**PROMPT**
Pick out every line in the items below that contains the string "snow", and copy each one.

# # #

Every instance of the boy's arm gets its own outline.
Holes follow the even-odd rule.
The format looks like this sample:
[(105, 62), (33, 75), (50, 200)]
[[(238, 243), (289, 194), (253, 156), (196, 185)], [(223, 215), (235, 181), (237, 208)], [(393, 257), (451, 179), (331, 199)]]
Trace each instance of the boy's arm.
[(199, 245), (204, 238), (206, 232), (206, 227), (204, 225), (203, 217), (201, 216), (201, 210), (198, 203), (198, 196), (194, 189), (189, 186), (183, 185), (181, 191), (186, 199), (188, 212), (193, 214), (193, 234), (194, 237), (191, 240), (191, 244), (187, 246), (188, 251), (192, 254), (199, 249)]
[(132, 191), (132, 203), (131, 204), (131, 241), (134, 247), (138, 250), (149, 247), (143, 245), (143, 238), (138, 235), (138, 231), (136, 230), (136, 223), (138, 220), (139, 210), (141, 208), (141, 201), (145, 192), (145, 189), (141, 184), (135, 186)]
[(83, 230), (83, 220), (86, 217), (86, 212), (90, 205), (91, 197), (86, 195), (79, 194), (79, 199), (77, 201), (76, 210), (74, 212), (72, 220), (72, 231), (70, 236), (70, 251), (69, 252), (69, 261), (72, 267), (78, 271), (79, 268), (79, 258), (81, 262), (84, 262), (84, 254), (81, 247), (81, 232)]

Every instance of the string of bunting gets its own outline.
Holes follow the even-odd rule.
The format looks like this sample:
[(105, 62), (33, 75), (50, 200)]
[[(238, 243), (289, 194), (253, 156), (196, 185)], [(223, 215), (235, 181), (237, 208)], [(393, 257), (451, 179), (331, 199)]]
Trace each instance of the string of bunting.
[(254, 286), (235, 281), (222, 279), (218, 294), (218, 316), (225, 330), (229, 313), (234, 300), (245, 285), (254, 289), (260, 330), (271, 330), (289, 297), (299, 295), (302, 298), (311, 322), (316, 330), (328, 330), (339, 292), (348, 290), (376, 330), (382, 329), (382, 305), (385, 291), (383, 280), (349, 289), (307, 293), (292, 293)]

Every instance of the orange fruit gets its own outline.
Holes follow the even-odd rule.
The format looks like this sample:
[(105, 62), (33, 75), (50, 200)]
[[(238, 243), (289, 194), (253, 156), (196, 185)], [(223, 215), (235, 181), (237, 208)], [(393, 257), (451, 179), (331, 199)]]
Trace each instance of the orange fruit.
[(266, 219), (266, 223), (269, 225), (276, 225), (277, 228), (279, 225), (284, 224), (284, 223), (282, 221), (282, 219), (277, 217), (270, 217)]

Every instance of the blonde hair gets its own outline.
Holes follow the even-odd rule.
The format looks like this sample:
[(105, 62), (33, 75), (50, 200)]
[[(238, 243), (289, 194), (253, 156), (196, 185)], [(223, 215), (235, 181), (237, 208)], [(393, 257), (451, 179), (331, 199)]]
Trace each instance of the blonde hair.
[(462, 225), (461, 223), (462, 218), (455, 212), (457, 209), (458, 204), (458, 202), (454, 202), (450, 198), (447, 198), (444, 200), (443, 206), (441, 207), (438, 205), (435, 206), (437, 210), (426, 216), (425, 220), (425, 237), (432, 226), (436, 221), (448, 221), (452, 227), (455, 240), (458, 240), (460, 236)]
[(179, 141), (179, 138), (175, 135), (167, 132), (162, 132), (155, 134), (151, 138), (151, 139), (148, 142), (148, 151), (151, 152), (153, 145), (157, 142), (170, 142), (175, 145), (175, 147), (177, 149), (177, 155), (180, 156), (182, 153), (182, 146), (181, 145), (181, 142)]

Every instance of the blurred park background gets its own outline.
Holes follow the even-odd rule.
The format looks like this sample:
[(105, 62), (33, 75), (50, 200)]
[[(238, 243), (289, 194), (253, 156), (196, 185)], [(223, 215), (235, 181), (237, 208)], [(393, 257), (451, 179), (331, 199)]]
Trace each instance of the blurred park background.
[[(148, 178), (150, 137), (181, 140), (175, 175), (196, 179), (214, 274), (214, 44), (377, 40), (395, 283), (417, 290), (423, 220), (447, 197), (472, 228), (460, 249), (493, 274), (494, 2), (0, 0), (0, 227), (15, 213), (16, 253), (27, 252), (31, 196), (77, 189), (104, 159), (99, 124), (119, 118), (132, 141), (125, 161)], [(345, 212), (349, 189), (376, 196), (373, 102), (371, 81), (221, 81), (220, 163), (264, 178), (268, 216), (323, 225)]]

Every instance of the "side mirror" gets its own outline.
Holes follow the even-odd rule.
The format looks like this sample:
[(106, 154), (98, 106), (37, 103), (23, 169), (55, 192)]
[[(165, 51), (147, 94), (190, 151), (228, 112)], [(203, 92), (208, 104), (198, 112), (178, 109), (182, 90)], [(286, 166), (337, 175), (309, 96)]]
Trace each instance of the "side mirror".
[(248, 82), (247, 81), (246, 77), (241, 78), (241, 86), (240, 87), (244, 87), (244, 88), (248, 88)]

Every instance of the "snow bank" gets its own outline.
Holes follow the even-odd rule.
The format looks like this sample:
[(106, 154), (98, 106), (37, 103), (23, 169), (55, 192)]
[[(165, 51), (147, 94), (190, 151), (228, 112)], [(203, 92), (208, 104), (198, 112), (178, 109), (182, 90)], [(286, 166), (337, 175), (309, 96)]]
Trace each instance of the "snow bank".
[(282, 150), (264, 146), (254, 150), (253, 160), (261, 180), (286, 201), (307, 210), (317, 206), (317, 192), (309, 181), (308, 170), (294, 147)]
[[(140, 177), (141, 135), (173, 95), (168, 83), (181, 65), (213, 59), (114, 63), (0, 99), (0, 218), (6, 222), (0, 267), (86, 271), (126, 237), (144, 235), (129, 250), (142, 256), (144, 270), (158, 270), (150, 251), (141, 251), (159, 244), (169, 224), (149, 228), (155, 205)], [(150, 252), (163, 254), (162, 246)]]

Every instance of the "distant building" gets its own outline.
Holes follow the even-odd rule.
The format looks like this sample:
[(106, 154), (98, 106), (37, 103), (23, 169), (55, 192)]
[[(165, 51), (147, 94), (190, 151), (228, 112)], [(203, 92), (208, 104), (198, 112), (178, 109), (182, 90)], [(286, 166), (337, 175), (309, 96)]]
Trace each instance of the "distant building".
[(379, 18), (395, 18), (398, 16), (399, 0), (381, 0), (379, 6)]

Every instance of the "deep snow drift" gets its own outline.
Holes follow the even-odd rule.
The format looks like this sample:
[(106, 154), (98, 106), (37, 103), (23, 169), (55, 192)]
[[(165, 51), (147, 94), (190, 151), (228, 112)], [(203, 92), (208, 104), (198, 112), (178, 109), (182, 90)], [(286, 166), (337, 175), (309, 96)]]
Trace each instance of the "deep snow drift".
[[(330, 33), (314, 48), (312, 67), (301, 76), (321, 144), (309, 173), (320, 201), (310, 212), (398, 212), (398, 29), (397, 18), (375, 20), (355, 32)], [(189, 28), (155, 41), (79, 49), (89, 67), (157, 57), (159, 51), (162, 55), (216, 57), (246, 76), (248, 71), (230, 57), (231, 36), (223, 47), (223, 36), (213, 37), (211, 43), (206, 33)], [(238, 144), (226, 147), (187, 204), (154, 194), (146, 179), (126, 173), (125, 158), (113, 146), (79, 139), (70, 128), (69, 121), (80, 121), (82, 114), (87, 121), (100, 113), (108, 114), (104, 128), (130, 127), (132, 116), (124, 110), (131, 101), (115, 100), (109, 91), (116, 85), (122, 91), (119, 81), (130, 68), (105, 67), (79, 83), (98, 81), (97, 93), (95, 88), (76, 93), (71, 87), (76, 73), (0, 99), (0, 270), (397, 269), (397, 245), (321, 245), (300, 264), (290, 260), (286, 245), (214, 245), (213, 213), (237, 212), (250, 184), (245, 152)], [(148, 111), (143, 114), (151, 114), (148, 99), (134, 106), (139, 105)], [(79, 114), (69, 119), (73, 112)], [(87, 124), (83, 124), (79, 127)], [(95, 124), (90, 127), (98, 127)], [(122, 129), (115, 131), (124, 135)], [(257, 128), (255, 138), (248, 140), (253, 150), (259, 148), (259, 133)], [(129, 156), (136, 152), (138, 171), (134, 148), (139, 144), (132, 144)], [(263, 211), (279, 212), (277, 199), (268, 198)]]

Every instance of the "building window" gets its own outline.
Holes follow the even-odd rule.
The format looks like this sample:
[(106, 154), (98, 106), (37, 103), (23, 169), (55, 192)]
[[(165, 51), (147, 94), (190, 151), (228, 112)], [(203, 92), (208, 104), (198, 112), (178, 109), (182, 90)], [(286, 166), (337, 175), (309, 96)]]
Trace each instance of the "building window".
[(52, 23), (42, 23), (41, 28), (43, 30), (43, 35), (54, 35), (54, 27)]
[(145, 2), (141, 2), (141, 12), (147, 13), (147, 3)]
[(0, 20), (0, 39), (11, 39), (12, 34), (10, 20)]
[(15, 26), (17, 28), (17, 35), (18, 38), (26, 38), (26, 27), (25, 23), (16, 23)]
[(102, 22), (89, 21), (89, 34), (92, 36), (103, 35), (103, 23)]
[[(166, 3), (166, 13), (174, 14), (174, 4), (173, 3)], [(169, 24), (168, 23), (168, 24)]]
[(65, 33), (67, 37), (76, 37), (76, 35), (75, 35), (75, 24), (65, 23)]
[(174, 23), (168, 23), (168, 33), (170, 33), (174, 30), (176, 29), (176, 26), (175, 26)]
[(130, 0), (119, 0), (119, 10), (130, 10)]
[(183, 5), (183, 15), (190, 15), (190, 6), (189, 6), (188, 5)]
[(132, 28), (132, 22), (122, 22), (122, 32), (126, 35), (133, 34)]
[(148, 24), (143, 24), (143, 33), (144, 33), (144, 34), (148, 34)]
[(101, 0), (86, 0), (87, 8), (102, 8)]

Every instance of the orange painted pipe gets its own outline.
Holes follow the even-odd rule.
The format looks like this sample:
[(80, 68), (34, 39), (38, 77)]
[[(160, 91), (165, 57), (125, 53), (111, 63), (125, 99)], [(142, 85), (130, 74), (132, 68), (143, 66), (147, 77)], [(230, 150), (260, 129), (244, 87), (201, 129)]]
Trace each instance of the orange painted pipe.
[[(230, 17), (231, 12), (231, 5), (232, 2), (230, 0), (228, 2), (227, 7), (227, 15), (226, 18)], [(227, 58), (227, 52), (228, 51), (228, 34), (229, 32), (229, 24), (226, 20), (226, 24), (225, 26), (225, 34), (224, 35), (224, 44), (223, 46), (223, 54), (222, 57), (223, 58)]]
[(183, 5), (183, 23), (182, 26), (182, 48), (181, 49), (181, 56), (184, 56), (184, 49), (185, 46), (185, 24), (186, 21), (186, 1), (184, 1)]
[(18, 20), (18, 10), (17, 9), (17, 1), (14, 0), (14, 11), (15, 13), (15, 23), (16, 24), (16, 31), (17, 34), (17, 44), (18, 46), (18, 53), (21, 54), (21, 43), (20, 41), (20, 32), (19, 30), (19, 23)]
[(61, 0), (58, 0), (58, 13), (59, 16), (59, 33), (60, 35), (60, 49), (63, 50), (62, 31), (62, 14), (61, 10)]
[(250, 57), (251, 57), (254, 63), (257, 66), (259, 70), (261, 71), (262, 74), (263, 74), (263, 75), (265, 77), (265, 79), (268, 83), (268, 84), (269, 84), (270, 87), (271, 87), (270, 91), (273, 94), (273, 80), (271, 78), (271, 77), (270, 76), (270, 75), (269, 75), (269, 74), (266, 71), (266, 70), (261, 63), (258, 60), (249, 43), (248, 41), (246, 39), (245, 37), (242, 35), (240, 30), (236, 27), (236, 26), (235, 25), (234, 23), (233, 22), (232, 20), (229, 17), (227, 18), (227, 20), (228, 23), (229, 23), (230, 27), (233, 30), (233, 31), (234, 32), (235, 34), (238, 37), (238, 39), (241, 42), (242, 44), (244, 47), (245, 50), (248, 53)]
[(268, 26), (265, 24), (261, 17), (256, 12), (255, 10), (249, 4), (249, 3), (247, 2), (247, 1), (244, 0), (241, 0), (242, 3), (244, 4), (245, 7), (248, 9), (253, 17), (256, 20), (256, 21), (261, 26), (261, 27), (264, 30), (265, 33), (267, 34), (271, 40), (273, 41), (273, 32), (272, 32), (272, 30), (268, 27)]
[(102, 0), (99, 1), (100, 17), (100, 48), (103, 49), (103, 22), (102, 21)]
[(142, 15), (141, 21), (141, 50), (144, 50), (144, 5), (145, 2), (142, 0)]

# # #

**TASK SOLUTION**
Every instance of the "snow bank" gets its own outline.
Trace each instance of the "snow bank".
Every instance of the "deep snow drift" gets its own outline.
Trace each instance of the "deep snow drift".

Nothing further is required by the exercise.